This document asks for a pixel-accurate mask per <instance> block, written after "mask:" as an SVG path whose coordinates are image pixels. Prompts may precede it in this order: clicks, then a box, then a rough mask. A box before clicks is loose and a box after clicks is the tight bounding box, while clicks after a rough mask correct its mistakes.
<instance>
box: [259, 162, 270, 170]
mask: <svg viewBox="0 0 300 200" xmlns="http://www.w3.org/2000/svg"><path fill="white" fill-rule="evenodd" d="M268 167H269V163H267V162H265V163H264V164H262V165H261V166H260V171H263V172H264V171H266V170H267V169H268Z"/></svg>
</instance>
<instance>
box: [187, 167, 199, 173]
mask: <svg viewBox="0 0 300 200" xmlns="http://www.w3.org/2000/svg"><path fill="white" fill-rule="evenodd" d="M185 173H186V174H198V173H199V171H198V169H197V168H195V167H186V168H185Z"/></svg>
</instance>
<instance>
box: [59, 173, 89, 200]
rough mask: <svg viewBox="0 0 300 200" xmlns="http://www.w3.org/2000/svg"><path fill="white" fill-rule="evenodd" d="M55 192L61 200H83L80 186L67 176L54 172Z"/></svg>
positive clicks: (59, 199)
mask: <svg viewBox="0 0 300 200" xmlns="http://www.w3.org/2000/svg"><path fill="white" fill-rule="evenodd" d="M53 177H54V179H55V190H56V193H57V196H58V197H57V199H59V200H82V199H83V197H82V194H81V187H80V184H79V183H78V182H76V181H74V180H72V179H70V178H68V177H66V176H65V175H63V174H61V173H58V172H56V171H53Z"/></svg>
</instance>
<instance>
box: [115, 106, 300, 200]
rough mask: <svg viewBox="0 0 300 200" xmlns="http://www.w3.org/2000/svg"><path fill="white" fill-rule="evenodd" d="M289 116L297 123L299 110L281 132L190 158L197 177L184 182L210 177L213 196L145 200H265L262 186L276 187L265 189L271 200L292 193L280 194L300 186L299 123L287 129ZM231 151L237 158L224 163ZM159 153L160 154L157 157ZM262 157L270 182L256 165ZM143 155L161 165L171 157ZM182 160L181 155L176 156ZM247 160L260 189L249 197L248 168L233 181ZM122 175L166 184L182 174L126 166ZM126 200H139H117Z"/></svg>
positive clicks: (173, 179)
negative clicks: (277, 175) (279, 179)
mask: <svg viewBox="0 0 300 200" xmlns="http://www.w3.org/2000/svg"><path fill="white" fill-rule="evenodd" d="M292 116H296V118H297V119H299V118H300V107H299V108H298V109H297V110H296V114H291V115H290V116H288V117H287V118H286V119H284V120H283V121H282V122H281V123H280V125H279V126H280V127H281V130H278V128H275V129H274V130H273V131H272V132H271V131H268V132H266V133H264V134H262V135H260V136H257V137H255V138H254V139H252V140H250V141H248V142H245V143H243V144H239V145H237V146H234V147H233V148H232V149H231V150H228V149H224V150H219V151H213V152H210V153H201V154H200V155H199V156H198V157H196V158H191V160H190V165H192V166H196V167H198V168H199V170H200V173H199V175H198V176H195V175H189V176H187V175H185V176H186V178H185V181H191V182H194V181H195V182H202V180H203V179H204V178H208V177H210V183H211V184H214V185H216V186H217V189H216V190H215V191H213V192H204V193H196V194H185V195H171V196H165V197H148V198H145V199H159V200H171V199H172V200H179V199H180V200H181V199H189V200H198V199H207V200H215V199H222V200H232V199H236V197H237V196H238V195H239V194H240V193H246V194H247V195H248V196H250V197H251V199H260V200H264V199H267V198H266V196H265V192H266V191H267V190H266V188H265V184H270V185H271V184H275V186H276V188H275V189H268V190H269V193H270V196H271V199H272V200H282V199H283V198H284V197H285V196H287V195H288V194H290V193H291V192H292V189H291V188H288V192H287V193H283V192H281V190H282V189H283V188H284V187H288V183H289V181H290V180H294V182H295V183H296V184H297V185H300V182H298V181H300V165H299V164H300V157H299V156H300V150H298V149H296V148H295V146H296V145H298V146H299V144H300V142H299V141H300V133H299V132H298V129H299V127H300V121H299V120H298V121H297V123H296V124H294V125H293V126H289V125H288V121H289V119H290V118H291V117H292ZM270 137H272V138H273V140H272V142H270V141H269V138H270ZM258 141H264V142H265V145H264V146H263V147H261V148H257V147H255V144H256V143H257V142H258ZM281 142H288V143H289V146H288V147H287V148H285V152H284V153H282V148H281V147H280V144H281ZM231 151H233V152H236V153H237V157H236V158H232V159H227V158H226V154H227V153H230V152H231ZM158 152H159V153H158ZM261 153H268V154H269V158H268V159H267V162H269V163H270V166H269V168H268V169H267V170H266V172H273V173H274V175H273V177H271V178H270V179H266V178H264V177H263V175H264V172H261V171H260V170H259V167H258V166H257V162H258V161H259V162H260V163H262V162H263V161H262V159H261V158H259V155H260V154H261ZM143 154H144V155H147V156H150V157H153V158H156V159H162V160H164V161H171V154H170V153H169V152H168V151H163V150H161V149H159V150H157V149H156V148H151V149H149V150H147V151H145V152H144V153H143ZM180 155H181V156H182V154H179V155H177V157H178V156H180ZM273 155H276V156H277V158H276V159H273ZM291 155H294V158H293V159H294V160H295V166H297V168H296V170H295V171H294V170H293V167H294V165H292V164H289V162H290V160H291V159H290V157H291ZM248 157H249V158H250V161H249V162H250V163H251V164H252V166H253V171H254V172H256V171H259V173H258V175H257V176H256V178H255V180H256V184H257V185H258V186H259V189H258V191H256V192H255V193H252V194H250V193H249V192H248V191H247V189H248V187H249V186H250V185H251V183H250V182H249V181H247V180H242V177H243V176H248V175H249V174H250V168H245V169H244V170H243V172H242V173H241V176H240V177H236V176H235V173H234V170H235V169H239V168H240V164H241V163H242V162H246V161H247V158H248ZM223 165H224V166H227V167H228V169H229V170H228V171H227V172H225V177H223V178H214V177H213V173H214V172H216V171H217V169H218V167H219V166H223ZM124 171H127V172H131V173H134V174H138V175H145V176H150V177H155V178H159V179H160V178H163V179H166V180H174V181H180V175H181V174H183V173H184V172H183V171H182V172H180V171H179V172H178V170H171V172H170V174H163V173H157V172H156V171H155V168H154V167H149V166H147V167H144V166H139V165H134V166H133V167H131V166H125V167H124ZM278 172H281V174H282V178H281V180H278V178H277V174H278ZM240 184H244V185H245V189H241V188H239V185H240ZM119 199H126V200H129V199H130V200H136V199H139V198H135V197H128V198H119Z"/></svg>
————
> THE PROBLEM
How many of the lines above contain the string "clicks"? Reply with the number alone.

> WRITTEN ANSWER
4